# [STATED GOAL]
Find the line that contains "Find the window". Output it and every line after it to the end of the records, exactly as they appear.

# [RECORDS TO PROCESS]
################
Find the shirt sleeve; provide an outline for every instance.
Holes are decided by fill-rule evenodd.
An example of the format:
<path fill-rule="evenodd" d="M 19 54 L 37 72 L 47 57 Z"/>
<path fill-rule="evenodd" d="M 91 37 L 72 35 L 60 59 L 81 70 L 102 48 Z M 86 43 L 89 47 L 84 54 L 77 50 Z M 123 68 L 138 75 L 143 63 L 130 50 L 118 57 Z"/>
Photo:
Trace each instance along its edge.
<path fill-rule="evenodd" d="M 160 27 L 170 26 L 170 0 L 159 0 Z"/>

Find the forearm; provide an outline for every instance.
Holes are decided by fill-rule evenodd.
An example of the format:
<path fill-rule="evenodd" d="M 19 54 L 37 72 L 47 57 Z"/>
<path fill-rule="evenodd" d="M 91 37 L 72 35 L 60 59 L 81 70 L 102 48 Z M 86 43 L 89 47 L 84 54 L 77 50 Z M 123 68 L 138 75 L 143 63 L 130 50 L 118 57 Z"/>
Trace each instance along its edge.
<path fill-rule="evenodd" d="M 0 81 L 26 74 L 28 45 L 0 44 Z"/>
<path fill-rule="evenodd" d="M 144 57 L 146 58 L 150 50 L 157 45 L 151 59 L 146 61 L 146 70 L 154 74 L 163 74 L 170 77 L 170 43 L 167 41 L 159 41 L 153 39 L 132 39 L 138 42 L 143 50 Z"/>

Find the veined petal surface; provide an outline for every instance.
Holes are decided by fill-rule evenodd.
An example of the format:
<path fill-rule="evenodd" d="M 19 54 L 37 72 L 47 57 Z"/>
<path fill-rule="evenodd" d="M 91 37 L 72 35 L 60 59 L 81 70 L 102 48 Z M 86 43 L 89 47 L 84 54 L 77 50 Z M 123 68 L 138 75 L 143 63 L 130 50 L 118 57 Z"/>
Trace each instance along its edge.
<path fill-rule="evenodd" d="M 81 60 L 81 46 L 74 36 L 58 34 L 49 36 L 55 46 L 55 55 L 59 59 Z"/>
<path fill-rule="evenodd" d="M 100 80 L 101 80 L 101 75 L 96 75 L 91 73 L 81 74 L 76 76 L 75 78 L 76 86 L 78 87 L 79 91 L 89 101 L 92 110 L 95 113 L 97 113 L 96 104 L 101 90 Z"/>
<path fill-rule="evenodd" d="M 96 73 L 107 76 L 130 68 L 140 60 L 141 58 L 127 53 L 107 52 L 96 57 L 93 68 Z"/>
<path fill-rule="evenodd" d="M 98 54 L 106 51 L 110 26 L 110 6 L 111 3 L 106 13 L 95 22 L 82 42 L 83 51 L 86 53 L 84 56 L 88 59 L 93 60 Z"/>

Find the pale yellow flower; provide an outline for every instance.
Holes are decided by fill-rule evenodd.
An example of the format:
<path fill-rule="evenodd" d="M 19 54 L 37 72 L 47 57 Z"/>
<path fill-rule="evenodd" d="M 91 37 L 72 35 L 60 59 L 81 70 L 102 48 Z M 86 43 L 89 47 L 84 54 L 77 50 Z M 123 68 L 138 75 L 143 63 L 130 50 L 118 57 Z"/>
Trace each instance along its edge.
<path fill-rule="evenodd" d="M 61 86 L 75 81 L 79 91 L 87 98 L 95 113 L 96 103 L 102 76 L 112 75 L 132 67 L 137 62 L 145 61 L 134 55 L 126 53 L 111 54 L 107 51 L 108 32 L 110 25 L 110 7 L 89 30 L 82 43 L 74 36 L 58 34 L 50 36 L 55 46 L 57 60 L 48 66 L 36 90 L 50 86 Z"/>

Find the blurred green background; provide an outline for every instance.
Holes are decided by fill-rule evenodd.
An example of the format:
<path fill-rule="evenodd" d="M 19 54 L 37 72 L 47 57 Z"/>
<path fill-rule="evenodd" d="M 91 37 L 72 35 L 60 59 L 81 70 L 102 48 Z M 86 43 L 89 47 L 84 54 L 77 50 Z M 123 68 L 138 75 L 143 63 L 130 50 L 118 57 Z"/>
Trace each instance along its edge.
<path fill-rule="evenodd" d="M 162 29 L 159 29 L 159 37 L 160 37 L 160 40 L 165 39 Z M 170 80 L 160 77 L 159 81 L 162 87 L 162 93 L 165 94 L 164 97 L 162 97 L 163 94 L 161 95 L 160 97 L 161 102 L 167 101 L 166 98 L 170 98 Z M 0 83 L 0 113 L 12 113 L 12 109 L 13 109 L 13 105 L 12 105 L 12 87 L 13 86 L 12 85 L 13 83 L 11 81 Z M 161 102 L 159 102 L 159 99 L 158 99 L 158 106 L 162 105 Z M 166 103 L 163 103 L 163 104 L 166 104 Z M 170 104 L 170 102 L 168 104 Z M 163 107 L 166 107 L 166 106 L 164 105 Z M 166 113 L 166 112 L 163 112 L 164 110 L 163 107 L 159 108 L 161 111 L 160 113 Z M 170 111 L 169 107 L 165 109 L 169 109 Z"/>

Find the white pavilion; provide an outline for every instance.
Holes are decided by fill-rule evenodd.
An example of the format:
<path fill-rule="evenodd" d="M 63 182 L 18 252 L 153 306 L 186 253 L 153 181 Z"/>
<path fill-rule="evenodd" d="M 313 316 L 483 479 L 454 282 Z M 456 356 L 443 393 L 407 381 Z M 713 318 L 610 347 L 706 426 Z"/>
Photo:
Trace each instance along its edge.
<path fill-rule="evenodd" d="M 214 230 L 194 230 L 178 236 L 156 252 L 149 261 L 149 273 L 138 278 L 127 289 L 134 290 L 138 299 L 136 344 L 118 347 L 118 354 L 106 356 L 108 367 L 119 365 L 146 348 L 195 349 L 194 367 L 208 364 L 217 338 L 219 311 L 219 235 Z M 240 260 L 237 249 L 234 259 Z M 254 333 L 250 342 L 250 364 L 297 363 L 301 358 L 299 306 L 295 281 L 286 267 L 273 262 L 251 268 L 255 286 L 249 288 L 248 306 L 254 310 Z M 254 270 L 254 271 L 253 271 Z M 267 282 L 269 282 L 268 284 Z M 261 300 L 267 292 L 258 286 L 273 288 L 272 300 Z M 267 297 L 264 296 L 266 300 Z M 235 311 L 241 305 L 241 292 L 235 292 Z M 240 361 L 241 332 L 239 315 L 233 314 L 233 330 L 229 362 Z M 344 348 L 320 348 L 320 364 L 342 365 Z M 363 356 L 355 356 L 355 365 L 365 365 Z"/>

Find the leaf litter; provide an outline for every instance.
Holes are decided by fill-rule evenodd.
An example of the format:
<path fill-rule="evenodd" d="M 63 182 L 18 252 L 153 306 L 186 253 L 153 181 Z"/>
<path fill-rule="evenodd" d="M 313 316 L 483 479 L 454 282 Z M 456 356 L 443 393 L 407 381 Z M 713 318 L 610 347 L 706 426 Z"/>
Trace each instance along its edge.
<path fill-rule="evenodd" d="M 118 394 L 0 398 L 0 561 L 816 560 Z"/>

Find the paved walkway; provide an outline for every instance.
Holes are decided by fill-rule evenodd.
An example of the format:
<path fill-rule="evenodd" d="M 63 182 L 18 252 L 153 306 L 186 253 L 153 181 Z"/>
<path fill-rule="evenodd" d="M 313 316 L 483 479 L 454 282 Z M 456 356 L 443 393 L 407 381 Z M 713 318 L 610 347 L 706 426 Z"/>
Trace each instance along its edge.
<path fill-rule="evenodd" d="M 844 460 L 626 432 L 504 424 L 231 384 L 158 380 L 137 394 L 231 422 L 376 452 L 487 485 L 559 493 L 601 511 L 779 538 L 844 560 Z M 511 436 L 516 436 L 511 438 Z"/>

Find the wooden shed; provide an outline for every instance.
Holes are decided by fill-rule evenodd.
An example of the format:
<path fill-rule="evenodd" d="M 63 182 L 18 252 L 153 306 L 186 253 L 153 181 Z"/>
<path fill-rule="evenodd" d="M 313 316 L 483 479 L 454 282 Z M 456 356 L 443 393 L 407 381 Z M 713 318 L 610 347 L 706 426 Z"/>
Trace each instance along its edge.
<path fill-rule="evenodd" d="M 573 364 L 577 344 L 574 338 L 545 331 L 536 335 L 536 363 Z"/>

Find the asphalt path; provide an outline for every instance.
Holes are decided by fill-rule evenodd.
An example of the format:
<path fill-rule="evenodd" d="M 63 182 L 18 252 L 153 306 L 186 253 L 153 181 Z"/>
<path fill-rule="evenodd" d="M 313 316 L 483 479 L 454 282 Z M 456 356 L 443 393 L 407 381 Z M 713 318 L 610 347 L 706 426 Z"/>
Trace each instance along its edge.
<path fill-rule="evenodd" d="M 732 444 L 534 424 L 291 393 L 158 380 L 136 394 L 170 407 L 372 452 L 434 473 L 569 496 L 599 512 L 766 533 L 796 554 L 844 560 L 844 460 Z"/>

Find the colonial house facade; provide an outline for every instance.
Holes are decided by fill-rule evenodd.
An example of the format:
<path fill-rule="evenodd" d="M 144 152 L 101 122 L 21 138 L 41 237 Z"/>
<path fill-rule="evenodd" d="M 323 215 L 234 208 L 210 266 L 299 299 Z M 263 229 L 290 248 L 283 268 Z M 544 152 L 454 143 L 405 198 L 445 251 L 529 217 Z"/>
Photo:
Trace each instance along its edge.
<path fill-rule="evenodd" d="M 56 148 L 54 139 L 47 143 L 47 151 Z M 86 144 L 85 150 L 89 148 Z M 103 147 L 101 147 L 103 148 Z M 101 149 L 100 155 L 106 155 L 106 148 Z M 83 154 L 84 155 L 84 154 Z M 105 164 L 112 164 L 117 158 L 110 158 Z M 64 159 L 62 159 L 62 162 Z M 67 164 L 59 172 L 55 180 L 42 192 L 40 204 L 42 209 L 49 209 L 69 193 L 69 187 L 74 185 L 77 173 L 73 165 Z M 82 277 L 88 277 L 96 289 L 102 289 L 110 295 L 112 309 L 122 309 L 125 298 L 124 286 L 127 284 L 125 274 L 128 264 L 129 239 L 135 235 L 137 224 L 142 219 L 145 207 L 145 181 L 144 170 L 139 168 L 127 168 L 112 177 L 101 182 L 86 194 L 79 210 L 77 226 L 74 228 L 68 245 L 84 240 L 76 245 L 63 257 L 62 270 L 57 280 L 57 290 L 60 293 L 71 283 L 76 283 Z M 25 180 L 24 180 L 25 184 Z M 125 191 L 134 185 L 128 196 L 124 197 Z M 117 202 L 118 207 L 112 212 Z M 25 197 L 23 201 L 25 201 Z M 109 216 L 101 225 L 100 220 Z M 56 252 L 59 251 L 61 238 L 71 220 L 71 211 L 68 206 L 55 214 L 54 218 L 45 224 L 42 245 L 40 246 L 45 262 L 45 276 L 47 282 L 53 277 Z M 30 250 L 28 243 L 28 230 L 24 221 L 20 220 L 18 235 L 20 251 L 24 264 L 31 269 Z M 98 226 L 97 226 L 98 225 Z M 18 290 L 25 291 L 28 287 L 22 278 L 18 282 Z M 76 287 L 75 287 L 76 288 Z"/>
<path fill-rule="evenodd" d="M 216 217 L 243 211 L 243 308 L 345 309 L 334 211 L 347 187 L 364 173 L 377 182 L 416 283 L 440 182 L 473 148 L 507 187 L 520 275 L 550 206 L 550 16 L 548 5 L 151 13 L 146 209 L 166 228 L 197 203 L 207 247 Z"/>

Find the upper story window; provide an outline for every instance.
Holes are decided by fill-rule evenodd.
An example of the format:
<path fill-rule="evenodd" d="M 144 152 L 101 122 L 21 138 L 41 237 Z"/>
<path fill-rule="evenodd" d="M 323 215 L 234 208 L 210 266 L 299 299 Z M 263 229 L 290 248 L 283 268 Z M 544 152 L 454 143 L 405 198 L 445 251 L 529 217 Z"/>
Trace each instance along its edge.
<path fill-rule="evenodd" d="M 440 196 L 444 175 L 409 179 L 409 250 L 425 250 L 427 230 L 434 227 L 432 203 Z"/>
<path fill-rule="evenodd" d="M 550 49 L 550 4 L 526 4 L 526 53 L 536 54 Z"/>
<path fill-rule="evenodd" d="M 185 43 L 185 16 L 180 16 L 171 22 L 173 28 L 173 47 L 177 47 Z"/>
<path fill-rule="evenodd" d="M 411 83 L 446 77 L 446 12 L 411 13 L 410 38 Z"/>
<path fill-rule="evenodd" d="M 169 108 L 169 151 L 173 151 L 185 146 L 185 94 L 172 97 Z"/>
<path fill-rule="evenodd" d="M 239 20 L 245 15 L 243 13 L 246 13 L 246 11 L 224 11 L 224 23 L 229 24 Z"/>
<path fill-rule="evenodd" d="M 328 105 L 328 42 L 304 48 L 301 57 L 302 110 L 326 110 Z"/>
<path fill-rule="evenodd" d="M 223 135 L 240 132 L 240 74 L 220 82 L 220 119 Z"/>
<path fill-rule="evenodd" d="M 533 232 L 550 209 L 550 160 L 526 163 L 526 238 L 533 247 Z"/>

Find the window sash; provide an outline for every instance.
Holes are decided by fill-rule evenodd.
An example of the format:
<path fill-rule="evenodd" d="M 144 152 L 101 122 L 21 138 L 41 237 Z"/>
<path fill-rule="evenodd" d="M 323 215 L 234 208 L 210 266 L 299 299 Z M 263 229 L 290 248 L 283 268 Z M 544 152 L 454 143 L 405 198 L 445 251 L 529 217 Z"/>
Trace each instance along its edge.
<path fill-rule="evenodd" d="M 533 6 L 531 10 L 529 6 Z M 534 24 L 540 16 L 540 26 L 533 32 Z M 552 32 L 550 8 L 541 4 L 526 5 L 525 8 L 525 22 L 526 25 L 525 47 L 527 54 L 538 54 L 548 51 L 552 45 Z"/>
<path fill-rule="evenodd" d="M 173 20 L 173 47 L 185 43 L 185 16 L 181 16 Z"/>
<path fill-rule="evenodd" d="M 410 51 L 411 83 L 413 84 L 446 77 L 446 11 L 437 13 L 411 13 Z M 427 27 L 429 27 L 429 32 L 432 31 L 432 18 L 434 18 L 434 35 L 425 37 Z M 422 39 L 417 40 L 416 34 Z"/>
################
# [WRITTEN REPLY]
Find the window sash; provide an outline for every instance.
Holes are decided by fill-rule evenodd.
An example of the format:
<path fill-rule="evenodd" d="M 144 152 L 101 122 L 21 138 L 41 237 Z"/>
<path fill-rule="evenodd" d="M 323 215 L 234 208 L 210 266 L 299 299 Z M 263 229 L 290 248 L 283 268 Z M 544 152 L 454 143 L 405 198 L 445 251 L 529 217 Z"/>
Trace each instance along its edge.
<path fill-rule="evenodd" d="M 533 6 L 531 10 L 529 6 Z M 534 24 L 540 16 L 540 26 L 533 32 Z M 552 32 L 550 8 L 541 4 L 526 5 L 525 8 L 525 22 L 526 25 L 525 47 L 527 54 L 538 54 L 548 51 L 552 45 Z"/>
<path fill-rule="evenodd" d="M 173 20 L 173 47 L 185 43 L 185 16 L 181 16 Z"/>
<path fill-rule="evenodd" d="M 410 51 L 411 83 L 413 84 L 446 77 L 446 11 L 437 13 L 411 13 Z M 427 27 L 429 27 L 429 32 L 432 31 L 432 18 L 434 18 L 434 35 L 425 37 Z M 422 39 L 417 40 L 416 34 Z"/>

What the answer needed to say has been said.